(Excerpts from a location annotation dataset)
::::::::::
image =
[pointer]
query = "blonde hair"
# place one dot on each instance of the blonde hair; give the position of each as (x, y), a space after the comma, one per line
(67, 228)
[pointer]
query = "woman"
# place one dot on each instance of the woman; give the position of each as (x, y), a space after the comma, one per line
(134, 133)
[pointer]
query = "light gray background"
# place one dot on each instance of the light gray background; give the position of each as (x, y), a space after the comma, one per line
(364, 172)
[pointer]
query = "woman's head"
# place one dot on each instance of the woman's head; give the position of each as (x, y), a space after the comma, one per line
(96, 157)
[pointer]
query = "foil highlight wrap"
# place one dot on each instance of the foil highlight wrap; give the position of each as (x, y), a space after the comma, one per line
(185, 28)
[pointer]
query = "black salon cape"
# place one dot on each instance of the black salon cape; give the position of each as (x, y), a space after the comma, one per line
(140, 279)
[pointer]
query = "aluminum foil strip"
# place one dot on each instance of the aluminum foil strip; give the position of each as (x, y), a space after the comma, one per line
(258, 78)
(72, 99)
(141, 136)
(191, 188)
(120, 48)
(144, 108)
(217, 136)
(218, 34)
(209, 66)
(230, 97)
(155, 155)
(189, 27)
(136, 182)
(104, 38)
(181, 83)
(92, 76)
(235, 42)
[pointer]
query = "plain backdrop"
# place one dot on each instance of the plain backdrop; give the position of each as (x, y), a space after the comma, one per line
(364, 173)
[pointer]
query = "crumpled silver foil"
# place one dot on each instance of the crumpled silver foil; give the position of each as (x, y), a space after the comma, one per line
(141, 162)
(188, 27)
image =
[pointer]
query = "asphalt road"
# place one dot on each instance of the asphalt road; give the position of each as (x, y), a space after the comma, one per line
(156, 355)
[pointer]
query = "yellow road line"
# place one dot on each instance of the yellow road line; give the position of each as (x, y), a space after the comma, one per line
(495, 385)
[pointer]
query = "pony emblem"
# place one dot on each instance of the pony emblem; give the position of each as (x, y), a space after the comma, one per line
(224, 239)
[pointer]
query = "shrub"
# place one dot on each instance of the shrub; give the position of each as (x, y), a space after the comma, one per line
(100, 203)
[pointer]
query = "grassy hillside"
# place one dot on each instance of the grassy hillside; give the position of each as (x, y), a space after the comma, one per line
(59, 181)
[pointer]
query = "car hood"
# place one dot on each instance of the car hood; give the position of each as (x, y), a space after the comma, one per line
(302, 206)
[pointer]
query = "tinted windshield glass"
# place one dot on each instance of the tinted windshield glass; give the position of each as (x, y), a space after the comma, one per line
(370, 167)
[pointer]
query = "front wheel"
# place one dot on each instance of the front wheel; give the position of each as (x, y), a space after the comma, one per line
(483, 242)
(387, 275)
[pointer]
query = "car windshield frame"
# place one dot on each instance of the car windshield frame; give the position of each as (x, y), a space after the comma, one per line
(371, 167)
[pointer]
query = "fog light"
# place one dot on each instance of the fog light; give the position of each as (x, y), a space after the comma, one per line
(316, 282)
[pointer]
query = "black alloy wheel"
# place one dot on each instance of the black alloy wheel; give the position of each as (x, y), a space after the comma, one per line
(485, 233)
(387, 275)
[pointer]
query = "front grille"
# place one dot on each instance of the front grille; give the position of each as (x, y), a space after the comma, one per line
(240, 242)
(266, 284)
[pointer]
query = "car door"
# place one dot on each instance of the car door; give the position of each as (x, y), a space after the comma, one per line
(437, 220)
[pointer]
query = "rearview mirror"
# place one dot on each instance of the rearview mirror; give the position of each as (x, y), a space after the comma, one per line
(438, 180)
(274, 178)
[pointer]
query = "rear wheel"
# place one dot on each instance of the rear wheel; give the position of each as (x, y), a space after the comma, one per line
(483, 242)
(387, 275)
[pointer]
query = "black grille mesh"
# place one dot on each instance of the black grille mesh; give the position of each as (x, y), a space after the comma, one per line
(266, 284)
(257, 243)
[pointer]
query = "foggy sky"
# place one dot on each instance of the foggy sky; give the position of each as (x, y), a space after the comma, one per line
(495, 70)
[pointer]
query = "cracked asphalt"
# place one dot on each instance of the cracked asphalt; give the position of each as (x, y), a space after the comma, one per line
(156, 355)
::::::::::
**Short exercise:**
Find each line in the records above that contains the word "cape" and copy it out. Case counts.

**Output:**
query = "black salon cape"
# place one dot on each instance of the black salon cape; give the position of each as (x, y), a space after the comma, one per line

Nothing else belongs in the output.